**Data listing**

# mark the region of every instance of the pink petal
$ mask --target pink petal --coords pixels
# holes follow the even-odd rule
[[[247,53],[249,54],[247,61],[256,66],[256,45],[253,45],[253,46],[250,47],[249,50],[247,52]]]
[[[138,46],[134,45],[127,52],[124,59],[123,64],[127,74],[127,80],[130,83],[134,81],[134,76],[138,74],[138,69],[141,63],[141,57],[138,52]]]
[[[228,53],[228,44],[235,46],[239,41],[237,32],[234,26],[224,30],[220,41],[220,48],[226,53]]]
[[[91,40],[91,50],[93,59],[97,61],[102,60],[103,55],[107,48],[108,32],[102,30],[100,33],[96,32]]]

**PROBLEM STATEMENT**
Recopy the entries above exactly, with every line included.

**RESULT OF THIS EXERCISE**
# mark the region of every instance of the pink petal
$ mask --target pink petal --coords pixels
# holes follow the even-odd rule
[[[247,53],[249,54],[247,61],[256,66],[256,45],[253,45],[253,46],[250,47],[249,50],[247,52]]]
[[[138,46],[134,45],[127,52],[124,59],[123,64],[127,74],[127,80],[130,83],[134,81],[134,76],[138,74],[138,69],[141,63],[141,57],[138,52]]]
[[[228,53],[228,44],[235,46],[239,41],[237,32],[234,26],[224,30],[220,41],[220,48],[226,53]]]
[[[91,40],[91,50],[93,59],[97,61],[102,60],[103,55],[107,48],[108,32],[102,30],[100,33],[96,32]]]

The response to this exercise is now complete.